- **Text section**:
----

South Africa’s chicken industry is pushing for the government to implement tariffs on chicken imports, according to the Competition Commission’s Poultry Market Inquiry. This comes as the country struggles to produce enough to meet local demand. If tariffs are imposed, consumers might face higher prices for this essential protein, further straining household budgets.
As of August, meat prices rose by 11.3%, with chicken generally seen as a cost-effective protein source. Although Statistics South Africa does not include specific data on chicken in its consumer price index, the industry remains pivotal, contributing nearly R72 billion to agriculture and employing around 134,000 people.
Local broiler producers claim that tariffs and anti-dumping duties are necessary to protect jobs against what they consider unfair imports. However, the Commission warns that such protectionist measures could negatively affect consumers, especially low-income families who rely heavily on chicken.
The market is dominated by a few major companies—Astral, RCL, Country Bird, and Sovereign—responsible for about 63% of chicken production. The inquiry will assess pricing dynamics, noting that while producers struggle to recover costs during feed price spikes, they often do not lower chicken prices when feed costs decline.
Despite challenges like avian flu and load-shedding, production has rebounded to 21.4 million birds slaughtered per week in 2024. In response to the inquiry, JSE-listed Astral Foods stated its commitment to engage constructively, clarifying that the inquiry does not focus on investigating anti-competitive behavior.

----

Collected data entries
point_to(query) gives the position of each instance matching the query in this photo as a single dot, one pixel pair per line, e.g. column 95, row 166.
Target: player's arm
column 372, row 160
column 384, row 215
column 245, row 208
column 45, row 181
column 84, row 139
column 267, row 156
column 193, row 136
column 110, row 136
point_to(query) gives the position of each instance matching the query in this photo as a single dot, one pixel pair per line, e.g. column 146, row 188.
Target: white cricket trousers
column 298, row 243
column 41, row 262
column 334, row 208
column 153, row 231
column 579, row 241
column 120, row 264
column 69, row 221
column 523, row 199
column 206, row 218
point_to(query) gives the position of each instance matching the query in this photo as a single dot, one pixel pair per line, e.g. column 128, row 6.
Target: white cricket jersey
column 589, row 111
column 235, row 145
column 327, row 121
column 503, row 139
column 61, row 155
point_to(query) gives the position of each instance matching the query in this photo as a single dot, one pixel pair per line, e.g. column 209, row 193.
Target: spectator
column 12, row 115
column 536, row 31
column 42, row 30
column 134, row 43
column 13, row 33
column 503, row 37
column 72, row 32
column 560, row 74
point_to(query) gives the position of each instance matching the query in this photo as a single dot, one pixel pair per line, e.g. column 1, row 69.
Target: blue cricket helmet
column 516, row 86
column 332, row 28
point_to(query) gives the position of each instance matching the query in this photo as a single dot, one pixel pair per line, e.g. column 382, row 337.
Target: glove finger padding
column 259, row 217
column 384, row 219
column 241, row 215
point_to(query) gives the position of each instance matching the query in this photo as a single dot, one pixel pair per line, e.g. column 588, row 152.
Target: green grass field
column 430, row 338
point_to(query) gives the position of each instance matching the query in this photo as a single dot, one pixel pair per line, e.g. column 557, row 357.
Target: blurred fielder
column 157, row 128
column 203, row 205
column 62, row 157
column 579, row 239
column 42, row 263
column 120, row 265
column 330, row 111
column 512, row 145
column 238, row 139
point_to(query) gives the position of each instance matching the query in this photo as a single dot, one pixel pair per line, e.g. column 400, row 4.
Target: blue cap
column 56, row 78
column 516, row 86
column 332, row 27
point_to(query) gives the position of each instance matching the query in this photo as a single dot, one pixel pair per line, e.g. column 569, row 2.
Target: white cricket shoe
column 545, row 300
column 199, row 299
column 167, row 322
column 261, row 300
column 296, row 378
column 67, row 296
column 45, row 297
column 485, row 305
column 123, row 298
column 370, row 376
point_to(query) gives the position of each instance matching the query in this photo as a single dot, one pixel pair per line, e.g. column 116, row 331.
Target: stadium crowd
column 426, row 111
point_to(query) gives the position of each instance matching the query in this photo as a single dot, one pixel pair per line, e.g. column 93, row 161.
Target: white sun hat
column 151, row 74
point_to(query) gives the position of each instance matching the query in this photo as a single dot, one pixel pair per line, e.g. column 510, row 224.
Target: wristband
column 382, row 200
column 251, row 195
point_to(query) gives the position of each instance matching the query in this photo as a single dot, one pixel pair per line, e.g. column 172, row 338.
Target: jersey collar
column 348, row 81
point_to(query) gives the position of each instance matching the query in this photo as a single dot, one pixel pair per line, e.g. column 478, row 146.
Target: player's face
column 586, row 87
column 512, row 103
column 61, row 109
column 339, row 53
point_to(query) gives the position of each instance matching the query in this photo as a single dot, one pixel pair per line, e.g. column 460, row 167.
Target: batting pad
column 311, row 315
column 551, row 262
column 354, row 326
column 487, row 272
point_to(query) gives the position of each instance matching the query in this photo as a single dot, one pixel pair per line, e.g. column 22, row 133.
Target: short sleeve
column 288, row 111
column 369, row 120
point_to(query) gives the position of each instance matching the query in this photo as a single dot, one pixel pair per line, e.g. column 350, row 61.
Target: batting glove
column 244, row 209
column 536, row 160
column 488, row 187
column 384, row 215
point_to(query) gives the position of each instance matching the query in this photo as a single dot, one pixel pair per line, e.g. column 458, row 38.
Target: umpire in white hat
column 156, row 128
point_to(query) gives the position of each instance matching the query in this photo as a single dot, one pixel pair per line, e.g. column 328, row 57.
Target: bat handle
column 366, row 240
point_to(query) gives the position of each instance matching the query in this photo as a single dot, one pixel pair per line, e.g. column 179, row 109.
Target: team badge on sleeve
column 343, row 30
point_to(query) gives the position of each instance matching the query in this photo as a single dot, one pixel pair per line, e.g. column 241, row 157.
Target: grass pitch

----

- **Required action**: Copy the stretch of the chicken industry text from "The market is" through "feed costs decline." word for word.

- **Solved problem**:
The market is dominated by a few major companies—Astral, RCL, Country Bird, and Sovereign—responsible for about 63% of chicken production. The inquiry will assess pricing dynamics, noting that while producers struggle to recover costs during feed price spikes, they often do not lower chicken prices when feed costs decline.